§ **PROBLEM DESCRIPTION**: Please carry on the passage about losing management contact with member switches, picking up right after its last sentence.

§ **PAGE TEXT**:
%%

Some configurations can prevent the command switch from maintaining contact with member switches. If you are unable to maintain management contact with a member, and the member switch is forwarding packets normally, check for these conflicts:

A member switch (Catalyst 3550, Catalyst 3500 XL, Catalyst 2955, Catalyst 2950, Catalyst 2940, Catalyst 2900 XL, Catalyst 2820, and Catalyst 1900) cannot connect to the command switch through a port that is defined as a network port.

Catalyst 3500 XL, Catalyst 2900 XL, Catalyst 2820, and Catalyst 1900 member switches must connect to the command switch through a port that belongs to the same management VLAN.

A member switch (Catalyst 3550, Catalyst 3500 XL, Catalyst 2950, Catalyst 2940, Catalyst 2900 XL, Catalyst 2820, and Catalyst 1900) connected to the command switch through a secured port can lose connectivity if the port is disabled because of a security violation.

%%

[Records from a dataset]

%%

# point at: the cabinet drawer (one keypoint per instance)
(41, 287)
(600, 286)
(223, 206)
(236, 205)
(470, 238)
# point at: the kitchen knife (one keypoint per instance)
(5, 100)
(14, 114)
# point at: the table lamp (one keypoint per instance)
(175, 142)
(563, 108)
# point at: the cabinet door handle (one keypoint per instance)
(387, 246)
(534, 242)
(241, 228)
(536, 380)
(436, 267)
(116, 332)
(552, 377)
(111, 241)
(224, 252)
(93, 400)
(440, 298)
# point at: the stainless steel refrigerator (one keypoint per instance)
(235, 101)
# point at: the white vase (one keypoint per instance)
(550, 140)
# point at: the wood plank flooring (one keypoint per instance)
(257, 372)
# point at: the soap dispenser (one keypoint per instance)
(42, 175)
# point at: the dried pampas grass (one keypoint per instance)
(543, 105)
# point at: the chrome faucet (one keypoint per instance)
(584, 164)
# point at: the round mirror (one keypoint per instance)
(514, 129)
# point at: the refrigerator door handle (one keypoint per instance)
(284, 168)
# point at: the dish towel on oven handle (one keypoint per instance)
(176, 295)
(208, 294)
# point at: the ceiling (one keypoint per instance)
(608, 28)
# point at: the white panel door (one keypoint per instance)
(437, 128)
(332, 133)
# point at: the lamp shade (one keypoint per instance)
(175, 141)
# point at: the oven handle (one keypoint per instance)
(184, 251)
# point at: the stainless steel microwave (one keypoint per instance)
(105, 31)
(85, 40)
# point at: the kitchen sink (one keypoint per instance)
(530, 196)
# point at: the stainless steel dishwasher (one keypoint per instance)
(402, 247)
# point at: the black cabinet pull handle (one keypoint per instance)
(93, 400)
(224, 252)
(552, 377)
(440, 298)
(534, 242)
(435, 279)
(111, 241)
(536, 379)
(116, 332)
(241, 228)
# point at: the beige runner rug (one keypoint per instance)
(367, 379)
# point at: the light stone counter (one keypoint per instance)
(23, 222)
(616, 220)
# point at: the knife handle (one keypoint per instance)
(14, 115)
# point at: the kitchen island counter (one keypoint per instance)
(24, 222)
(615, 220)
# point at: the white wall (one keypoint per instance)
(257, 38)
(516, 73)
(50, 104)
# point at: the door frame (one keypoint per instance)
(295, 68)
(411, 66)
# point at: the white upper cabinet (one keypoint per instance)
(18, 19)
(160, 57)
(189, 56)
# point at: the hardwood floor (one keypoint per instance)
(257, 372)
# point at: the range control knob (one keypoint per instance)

%%

§ **ANSWER TO THIS PROBLEM**:
Preventing Autonegotiation Mismatches

The IEEE 802.3ab autonegotiation protocol manages the switch settings for speed (10 Mbps, 100 Mbps, and 1000 Mbps excluding GBIC ports) and duplex (half or full). There are situations when this protocol can incorrectly align these settings, reducing performance. A mismatch occurs under these circumstances:

A manually set speed or duplex parameter is different from the manually set speed or duplex parameter on the connected port.

A port is set to autonegotiate, and the connected port is set to full duplex with no autonegotiation.

To maximize switch performance and ensure a link, follow one of these guidelines when changing the settings for duplex and speed:

Let both ports autonegotiate both speed and duplex.

Manually set the speed and duplex parameters for the ports on both ends of the connection.


Note If a remote device does not autonegotiate, configure the duplex settings on the two ports to match. The speed parameter can adjust itself even if the connected port does not autonegotiate.


GBIC Module Security and Identification

Cisco-approved Course Wave Division Multiplexer (CWDM) Gigabit Interface Converter (GBIC) modules have a serial EEPROM that contains the module serial number, the vendor name and ID, a unique security code, and cyclic redundancy check (CRC). When a CWDM GBIC module is inserted in the switch, the switch software reads the EEPROM to check the serial number, vendor name and vendor ID, and recompute the security code and CRC. If the serial number, the vendor name or vendor ID, the security code, or CRC is invalid, the switch places the interface in an error-disabled state.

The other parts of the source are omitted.